Aim of the exercise → From the top of the records below, return each line exactly, ending with the line that contains "positive clicks: (406, 75) (384, 76)".

Data extracted from a collection:
◇ ◇ ◇ ◇ ◇

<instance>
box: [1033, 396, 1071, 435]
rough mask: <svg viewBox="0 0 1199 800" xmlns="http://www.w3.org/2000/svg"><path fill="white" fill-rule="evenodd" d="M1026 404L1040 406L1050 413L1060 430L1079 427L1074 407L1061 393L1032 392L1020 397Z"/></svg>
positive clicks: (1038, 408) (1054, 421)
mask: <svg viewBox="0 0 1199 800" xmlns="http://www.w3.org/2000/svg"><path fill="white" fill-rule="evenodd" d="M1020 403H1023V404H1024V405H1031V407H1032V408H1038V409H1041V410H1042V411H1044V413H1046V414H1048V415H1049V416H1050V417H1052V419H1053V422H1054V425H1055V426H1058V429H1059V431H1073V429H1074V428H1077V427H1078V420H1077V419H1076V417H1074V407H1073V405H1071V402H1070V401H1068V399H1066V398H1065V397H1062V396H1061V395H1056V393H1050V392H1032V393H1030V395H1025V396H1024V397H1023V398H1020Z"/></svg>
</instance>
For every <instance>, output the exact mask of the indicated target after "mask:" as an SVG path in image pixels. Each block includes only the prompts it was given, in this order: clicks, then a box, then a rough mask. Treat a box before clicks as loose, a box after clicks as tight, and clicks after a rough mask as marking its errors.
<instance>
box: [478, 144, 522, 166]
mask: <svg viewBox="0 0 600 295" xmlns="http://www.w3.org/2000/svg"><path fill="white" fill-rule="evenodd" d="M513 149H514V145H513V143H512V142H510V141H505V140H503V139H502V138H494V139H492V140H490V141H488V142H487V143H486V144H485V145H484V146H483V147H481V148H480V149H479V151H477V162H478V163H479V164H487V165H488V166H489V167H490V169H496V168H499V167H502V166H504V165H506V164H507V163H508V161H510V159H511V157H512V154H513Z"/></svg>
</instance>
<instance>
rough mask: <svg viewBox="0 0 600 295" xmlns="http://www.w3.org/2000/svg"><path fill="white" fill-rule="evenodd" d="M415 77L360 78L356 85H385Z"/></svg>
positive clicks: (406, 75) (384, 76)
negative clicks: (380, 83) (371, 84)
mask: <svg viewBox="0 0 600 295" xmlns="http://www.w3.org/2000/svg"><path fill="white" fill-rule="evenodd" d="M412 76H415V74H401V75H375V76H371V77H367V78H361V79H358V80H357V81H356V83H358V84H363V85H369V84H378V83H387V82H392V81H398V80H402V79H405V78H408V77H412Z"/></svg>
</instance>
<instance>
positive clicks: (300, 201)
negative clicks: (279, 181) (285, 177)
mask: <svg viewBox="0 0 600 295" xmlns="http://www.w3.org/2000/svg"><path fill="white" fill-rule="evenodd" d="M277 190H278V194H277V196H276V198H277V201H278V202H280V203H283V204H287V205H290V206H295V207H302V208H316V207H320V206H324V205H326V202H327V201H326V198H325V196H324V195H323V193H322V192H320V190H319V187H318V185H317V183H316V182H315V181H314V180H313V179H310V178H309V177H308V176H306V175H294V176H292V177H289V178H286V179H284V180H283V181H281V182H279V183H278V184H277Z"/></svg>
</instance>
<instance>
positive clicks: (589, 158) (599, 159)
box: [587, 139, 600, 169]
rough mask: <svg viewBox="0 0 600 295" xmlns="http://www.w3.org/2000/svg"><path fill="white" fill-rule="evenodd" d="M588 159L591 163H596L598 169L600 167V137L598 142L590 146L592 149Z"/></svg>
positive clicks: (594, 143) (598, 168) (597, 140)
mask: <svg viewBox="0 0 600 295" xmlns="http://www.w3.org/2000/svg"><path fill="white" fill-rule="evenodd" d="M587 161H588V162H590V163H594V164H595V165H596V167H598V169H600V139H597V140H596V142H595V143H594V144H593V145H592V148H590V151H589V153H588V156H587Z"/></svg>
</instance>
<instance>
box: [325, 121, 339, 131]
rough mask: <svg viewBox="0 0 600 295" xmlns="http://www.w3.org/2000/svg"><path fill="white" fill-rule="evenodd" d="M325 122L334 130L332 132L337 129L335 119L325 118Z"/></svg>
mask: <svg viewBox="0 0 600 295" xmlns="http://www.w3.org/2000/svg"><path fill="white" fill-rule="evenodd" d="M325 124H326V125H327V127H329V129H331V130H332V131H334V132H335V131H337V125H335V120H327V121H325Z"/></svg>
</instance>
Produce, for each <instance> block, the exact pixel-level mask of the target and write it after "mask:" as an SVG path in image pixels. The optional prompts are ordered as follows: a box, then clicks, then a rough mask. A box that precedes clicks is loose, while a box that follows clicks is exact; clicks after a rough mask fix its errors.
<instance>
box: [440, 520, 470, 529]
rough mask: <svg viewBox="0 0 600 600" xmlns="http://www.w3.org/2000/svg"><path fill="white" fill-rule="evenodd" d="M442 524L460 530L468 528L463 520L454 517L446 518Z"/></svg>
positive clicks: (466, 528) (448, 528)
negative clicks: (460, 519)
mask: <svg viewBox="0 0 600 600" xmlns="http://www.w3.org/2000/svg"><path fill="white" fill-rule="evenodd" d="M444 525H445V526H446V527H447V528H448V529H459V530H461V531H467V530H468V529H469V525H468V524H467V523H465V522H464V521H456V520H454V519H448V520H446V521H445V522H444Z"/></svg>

◇ ◇ ◇ ◇ ◇

Reply →
<instance>
box: [1033, 396, 1071, 435]
rough mask: <svg viewBox="0 0 1199 800" xmlns="http://www.w3.org/2000/svg"><path fill="white" fill-rule="evenodd" d="M1026 404L1040 406L1050 413L1060 430L1079 427L1074 407L1061 393L1032 392L1020 397Z"/></svg>
positive clicks: (1038, 408) (1054, 421)
mask: <svg viewBox="0 0 1199 800" xmlns="http://www.w3.org/2000/svg"><path fill="white" fill-rule="evenodd" d="M1020 403H1023V404H1024V405H1031V407H1032V408H1038V409H1041V410H1042V411H1044V413H1046V414H1048V415H1049V416H1050V417H1052V419H1053V422H1054V425H1055V426H1058V429H1059V431H1073V429H1074V428H1077V427H1078V420H1077V419H1076V417H1074V407H1073V405H1071V402H1070V401H1068V399H1066V398H1065V397H1062V396H1061V395H1056V393H1050V392H1032V393H1030V395H1025V396H1024V397H1023V398H1020Z"/></svg>
</instance>
For every <instance>, output the exact mask of the indicated target after "mask:" as an SVG path in image pixels. Each block includes only the prompts it was given, in this order: clicks, then a box, then a rough mask. Treat a box before clicks as loose, a box after clicks as tight, and clicks after a rough mask as marking its errors.
<instance>
box: [478, 144, 522, 166]
mask: <svg viewBox="0 0 600 295" xmlns="http://www.w3.org/2000/svg"><path fill="white" fill-rule="evenodd" d="M513 149H514V145H513V143H512V142H510V141H505V140H503V139H502V138H494V139H492V140H490V141H488V142H487V143H486V144H485V145H484V146H483V147H481V148H480V149H479V151H477V162H478V163H479V164H487V165H488V166H489V167H490V169H496V168H499V167H502V166H504V165H506V164H507V163H508V161H510V159H511V157H512V154H513Z"/></svg>
</instance>
<instance>
rough mask: <svg viewBox="0 0 600 295" xmlns="http://www.w3.org/2000/svg"><path fill="white" fill-rule="evenodd" d="M415 77L360 78L356 85H385Z"/></svg>
positive clicks: (406, 75) (384, 76)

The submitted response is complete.